- [TEXT PASSAGE]:
Fruit Pies by the Case
All Logs go to Heaven
6.30.4 Ahoy
I love history, but generally my explorations revolve around the world that surrounded the military actions that we all learned about in school. Well, most of us didn't pay attention; I was the weirdo in that class, I guess. Anyway, folks, go forth and read the series by Patrick O'Brian. Not only is he a ripping good story teller, he's able to capture character in just a few words of description. Grace + economy + passion for your subject = one great author. Although I can't recommend the books wholeheartedly for those in high school--Mr. O'Brian makes me able to appreciate some kind of weird nobility in the whole trappings of the military that simply doesn't exist anymore. It's this sort of romancing the gun that helped made our own war between the states happen. Eating rats and accidents like the Sultana are not romantic. (Please note that the Sultana was only built to hold 375 passengers and was carrying 2,400. It is made to sound like the prisioners just couldn't be held back from making the trip, but in fact the captain was paid by the head for transport.) I like the idea of the "Sultana Survivor Society": drinking club or post-traumatic stress coping? Probably both.
6.29.4 Adventures
We made it out to the Darrington Timberbowl rodeo Saturday afternoon; good fun. On the return trip, we discovered a small slice of grubby heaven that I highly recommend for a visit. Where else can you hold a baby wallaby, who is cuddled into a polar fleece false mother? Where else can you slide alfalfa pellets between your lips and have a soft-faced alpaca slide them back out again? I've been wanting a pug for a long time; now I'm thinking a wallaby with a wee pug poking out of its pouch would probably kill me with cuteness.
Sunday, I went to Madrona and ate cupcakes. They weren't all that, but then, I make cupcakes semi-regularly. I had a fairly unfortunate moment when I said to Coach, "and they don't even pipe the buttercream!" in an I'm-so-offended voice. Then I thought, shut up, jackass. So I did.
While I was eating cupcakes, Sweetie borrowed a boat and headed off down the Wenatchee with some coworkers for the afternoon. The last rapid before the takeout is known as "Granny", and in the 10 years Sweetie has been doing the trip, Granny has changed quite a bit. While he and his boat were hanging out in the sun at the end of the trip, they got to hear some fool kayak guy say, "Dude, Granny is sick!" to another kayak guy. The next quote is not remembered precisely, but "I rode Granny all afternoon" is close. Poor Granny. No wonder she's not feeling well.

Stored data entries:

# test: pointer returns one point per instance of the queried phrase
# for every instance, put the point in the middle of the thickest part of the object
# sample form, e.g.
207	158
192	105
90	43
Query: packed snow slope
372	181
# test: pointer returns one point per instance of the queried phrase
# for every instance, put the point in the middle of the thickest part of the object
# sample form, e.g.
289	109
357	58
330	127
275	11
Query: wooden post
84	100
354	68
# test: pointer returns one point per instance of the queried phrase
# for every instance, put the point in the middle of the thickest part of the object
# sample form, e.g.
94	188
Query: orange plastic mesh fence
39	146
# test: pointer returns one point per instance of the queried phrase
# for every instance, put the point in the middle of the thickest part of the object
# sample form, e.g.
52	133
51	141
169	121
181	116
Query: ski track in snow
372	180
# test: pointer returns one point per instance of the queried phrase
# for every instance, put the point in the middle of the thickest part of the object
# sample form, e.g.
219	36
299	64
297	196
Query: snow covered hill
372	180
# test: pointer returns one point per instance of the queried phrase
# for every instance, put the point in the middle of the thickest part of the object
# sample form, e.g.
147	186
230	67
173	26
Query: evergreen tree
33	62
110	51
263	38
==
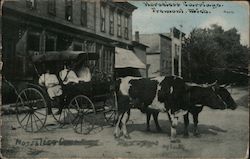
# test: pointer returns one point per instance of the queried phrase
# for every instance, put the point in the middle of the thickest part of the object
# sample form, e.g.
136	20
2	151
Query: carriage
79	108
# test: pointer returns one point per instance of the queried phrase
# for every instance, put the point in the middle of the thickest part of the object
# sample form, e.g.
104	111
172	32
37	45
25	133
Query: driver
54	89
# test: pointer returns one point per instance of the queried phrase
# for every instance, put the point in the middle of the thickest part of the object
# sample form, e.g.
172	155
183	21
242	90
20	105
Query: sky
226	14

- [WHAT YOU HAVE TO DO]: According to the blog post, how many passengers was the Sultana built to hold?

- [SOLUTION TO THE PROBLEM]: 375 passengers.